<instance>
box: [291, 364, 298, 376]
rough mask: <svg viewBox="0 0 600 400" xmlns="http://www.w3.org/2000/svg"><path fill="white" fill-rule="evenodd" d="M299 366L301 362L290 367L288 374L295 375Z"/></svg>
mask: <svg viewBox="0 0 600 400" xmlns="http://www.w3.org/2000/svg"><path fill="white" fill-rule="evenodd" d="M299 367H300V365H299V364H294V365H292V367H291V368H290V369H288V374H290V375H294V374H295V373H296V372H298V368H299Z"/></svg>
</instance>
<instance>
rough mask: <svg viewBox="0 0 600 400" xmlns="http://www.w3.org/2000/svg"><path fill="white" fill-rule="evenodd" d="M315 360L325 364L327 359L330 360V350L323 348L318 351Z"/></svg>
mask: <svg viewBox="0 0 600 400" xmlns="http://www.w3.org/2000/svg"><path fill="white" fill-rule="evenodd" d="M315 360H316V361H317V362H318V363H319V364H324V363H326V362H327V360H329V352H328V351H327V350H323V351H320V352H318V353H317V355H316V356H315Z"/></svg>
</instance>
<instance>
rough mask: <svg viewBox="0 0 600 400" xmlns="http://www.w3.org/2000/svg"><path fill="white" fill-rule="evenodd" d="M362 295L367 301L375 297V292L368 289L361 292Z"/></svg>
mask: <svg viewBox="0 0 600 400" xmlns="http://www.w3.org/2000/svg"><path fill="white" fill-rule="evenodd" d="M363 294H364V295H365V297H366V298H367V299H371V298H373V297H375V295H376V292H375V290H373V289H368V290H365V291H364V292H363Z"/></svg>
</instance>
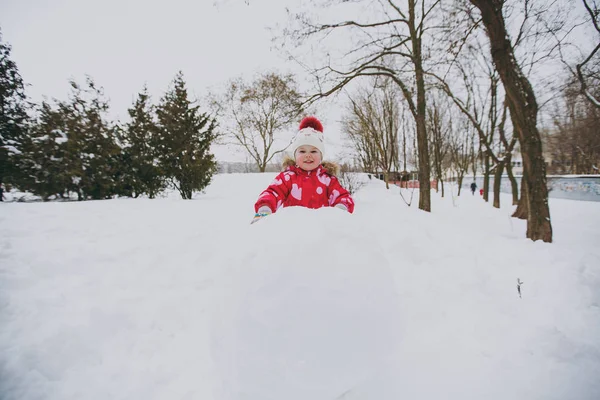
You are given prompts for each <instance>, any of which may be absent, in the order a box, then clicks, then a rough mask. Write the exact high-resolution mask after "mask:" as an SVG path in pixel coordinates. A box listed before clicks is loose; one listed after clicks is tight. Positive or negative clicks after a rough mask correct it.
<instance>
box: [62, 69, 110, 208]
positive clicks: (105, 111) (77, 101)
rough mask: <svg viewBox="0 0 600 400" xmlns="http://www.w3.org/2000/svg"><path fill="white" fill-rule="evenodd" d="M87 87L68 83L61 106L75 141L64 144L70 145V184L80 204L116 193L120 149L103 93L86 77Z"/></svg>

◆ **EXERCISE DIRECTIONS**:
If a record holds a picture, leave the picture out, but repeat every line exactly.

◆ **ANSWER TO THE EXERCISE**:
<instance>
box: [291, 364, 298, 376]
rough mask: <svg viewBox="0 0 600 400" xmlns="http://www.w3.org/2000/svg"><path fill="white" fill-rule="evenodd" d="M299 366L301 362L290 367L288 374L295 375Z"/></svg>
mask: <svg viewBox="0 0 600 400" xmlns="http://www.w3.org/2000/svg"><path fill="white" fill-rule="evenodd" d="M299 367H300V365H299V364H294V365H292V367H291V368H290V369H288V374H290V375H294V374H295V373H296V372H298V368H299Z"/></svg>
</instance>
<instance>
rough mask: <svg viewBox="0 0 600 400" xmlns="http://www.w3.org/2000/svg"><path fill="white" fill-rule="evenodd" d="M315 360L325 364L327 359L330 360V350L323 348L318 351Z"/></svg>
mask: <svg viewBox="0 0 600 400" xmlns="http://www.w3.org/2000/svg"><path fill="white" fill-rule="evenodd" d="M315 360H316V361H317V362H318V363H319V364H324V363H326V362H327V360H329V352H328V351H327V350H323V351H320V352H318V353H317V355H316V356H315Z"/></svg>
</instance>
<instance>
rough mask: <svg viewBox="0 0 600 400" xmlns="http://www.w3.org/2000/svg"><path fill="white" fill-rule="evenodd" d="M362 295L367 301L375 297V292L368 289L361 292Z"/></svg>
mask: <svg viewBox="0 0 600 400" xmlns="http://www.w3.org/2000/svg"><path fill="white" fill-rule="evenodd" d="M363 294H364V295H365V297H366V298H367V299H371V298H373V297H375V295H376V292H375V290H373V289H368V290H365V291H364V292H363Z"/></svg>
</instance>
You are given prompts for each <instance>, any of which may be absent, in the order a box, then clicks, then a rough mask. Write the exact high-resolution mask after "mask:" as an SVG path in pixel coordinates. A box listed before clicks is loose; one listed after clicks is tight. Positive or negative clicks after a rough mask correct it.
<instance>
box: [62, 69, 110, 208]
positive clicks: (105, 111) (77, 101)
rough mask: <svg viewBox="0 0 600 400" xmlns="http://www.w3.org/2000/svg"><path fill="white" fill-rule="evenodd" d="M87 87L68 83L61 106L75 141L64 144L70 145V184L80 204L116 193L120 149L103 93L86 77Z"/></svg>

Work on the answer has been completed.